+++ Статья
Несомненно, стихи Мицкевича не только оскорбили Пушкина, но и возымели более сложный эффект: усилили его желание написать о Петре, но не историческое сочинение, а художественное. Это произошло не только потому, что Пушкин почувствовал необходимость ответить польскому коллеге (это он сделал в стихотворении «Он между нами жил…»), а еще и потому, что именно Мицкевич сделал критическое отношение к Петру предметом высокой литературы. То обстоятельство, что Мицкевич был поляком, принципиального значения не имело. Друг многих любомудров, он выражал взгляд на Петра, характерный для этого круга.
Есть свидетельство В.И. Даля, относящееся к сентябрю 1833 года и определенно указывающее на то, что в это время Пушкин, помимо исторического труда о Петре, собирался написать «художественное в память его произведение». Пушкин объяснял свое намерение определенными трудностями, которые поставила перед ним работа над «Историей…»: «Не надобно торопиться: надобно освоиться с предметом и постоянно им заниматься»[83]. Нам же представляется, что возникшее у Пушкина осенью 1833 года желание написать художественное произведение, в котором представить новую парадигму восприятия Петра было бы проще, чем в историческом, получило окончательное оформление под влиянием поэмы Мицкевича. Согласно гипотезе В.С. Листова, этим произведением мог быть роман «Сын казненного стрельца»[84].
++++++
▶ Формулировка задания
Перепишите фрагмент статьи, который открывается словами «Несомненно, стихи Мицкевича» и заканчивается словами «для этого круга.», заменив в нем «польскому коллеге» на «польскому поэту». Записи для этой работы не понадобятся.
+++ Предоставленные записи
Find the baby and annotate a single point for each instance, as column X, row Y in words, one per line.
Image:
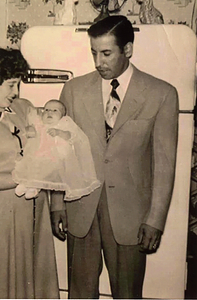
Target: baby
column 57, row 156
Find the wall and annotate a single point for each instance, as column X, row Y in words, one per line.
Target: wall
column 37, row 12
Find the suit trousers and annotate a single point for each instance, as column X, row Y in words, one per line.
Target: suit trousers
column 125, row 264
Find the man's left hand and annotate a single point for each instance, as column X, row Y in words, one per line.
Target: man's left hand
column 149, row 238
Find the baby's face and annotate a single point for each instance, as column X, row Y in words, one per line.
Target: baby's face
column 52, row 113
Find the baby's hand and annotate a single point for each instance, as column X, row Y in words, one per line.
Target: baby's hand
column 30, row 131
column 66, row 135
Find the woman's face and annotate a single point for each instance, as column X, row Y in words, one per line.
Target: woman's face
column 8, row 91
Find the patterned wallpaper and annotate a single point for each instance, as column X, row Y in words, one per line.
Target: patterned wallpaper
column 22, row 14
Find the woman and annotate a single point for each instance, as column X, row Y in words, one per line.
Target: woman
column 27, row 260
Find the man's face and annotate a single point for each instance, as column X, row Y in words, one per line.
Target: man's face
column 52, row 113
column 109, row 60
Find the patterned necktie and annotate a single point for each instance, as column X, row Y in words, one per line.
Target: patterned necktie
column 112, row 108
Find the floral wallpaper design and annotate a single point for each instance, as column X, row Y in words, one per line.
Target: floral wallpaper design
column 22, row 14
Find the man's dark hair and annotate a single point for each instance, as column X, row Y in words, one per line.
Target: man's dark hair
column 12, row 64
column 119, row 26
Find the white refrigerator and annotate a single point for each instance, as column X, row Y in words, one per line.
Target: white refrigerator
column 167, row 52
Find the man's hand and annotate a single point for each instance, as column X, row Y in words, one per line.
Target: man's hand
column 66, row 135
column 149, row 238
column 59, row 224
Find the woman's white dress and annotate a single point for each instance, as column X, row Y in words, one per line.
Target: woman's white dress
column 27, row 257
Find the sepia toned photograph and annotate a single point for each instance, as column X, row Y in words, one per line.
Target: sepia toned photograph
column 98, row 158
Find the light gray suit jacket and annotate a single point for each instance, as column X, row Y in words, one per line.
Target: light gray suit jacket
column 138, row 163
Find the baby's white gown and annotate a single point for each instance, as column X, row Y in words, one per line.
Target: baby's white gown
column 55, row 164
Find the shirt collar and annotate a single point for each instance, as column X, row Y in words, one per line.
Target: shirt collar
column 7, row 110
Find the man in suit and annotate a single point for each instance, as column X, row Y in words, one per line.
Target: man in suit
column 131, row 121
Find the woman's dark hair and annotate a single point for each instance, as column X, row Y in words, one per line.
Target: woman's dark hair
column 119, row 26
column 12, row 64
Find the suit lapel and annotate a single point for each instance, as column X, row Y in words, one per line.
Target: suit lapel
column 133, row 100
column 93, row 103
++++++
+++ Предоставленные записи
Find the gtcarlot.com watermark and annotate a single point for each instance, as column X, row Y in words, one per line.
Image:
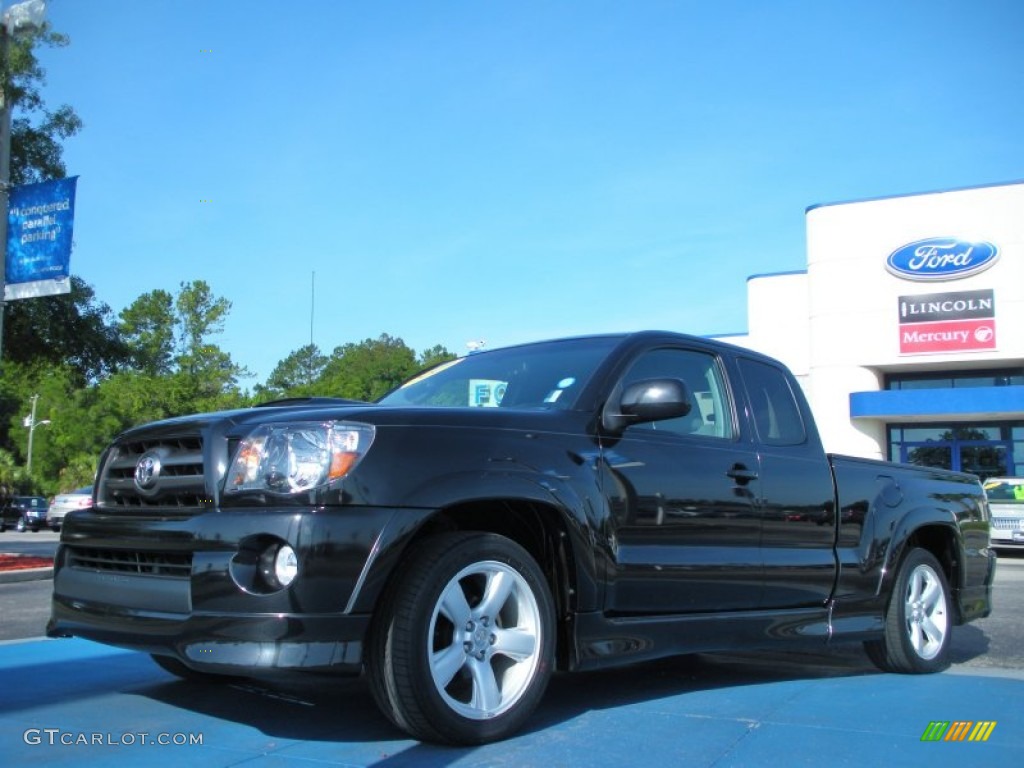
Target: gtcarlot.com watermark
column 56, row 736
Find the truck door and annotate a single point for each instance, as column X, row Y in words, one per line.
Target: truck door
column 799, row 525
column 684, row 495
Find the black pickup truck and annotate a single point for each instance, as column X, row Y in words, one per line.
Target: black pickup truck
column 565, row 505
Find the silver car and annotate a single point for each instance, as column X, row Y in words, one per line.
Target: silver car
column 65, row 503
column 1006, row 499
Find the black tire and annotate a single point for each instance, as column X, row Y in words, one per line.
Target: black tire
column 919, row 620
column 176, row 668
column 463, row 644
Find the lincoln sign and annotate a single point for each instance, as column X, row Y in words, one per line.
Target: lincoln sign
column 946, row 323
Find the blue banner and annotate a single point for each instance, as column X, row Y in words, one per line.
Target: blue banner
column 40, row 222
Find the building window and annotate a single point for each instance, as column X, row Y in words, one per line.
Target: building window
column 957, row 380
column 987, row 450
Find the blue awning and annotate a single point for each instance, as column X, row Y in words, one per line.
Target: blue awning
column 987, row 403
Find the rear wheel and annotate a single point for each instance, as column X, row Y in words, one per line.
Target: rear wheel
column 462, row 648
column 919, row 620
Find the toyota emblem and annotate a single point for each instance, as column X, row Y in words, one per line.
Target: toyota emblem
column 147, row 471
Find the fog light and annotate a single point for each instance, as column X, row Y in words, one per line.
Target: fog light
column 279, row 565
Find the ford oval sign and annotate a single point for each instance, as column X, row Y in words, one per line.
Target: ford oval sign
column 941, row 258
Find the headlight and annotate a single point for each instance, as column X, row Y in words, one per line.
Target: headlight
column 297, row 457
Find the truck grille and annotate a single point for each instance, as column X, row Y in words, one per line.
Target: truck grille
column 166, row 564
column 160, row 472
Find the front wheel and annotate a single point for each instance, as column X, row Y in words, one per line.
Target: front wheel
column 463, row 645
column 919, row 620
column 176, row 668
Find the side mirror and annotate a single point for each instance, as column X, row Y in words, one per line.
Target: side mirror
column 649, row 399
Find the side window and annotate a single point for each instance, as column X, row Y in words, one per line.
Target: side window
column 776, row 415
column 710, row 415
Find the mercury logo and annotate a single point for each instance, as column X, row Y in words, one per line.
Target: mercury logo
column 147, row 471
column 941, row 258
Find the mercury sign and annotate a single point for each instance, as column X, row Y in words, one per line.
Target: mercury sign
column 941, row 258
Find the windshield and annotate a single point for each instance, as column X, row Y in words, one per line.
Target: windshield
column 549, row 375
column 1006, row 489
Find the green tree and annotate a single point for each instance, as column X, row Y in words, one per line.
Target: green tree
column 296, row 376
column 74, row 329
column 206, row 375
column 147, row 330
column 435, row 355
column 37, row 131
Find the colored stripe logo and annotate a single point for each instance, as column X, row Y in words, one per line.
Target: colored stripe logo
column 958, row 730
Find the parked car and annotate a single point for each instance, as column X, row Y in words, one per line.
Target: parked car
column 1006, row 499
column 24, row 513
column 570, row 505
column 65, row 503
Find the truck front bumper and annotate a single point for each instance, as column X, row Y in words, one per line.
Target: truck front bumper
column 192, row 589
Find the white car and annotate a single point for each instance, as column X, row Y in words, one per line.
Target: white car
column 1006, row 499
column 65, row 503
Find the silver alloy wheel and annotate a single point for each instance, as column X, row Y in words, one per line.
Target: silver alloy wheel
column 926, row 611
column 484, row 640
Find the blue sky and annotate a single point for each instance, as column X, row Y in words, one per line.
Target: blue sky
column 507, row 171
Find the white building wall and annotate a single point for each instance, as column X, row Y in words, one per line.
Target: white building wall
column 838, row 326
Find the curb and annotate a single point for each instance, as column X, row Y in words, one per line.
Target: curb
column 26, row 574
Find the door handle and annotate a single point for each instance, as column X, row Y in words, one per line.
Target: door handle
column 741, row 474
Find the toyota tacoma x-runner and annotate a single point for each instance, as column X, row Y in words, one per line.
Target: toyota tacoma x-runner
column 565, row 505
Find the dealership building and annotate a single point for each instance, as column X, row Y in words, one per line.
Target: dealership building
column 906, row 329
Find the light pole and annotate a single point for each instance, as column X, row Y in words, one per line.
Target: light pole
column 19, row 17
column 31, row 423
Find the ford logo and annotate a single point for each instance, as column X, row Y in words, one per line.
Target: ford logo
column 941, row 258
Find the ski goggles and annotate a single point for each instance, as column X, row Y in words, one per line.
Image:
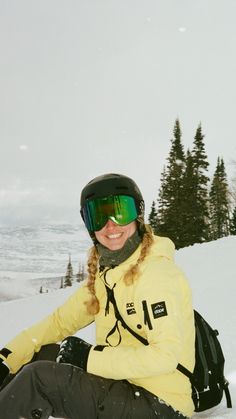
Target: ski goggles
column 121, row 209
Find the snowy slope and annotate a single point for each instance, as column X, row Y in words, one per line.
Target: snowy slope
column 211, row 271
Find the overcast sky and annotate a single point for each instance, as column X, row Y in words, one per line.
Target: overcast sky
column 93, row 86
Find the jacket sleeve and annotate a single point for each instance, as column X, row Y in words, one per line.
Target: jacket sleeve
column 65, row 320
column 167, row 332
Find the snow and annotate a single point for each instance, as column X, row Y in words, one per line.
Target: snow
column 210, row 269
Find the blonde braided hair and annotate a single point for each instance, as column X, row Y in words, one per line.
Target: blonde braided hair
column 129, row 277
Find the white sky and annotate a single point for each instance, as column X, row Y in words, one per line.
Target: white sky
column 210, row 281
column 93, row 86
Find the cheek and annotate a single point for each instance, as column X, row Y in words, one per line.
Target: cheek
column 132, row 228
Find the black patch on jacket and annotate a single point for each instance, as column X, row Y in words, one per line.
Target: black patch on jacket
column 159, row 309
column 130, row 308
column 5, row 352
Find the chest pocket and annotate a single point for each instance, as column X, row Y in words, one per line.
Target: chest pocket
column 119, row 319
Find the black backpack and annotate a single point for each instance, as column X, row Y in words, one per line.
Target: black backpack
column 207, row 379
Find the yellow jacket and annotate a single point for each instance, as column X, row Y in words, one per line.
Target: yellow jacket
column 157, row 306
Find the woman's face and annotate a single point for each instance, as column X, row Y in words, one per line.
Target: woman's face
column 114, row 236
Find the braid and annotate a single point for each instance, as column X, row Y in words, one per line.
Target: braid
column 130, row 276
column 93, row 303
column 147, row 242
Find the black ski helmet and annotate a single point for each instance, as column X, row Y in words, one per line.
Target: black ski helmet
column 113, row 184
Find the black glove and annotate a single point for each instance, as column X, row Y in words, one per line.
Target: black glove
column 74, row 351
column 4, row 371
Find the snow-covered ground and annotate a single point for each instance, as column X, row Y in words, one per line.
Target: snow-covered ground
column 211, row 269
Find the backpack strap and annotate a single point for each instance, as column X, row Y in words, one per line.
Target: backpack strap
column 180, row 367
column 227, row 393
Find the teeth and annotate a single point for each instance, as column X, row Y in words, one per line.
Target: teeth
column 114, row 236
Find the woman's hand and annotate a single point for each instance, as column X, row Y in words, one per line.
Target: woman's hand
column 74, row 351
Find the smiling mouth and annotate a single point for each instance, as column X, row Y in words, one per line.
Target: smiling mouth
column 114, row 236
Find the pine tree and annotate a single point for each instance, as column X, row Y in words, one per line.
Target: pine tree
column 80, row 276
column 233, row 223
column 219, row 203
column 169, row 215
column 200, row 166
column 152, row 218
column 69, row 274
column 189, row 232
++++++
▶ Выполненное задание
Несомненно, стихи Мицкевича не только оскорбили Пушкина, но и возымели более сложный эффект: усилили его желание написать о Петре, но не историческое сочинение, а художественное. Это произошло не только потому, что Пушкин почувствовал необходимость ответить польскому поэту (это он сделал в стихотворении «Он между нами жил…»), а еще и потому, что именно Мицкевич сделал критическое отношение к Петру предметом высокой литературы. То обстоятельство, что Мицкевич был поляком, принципиального значения не имело. Друг многих любомудров, он выражал взгляд на Петра, характерный для этого круга.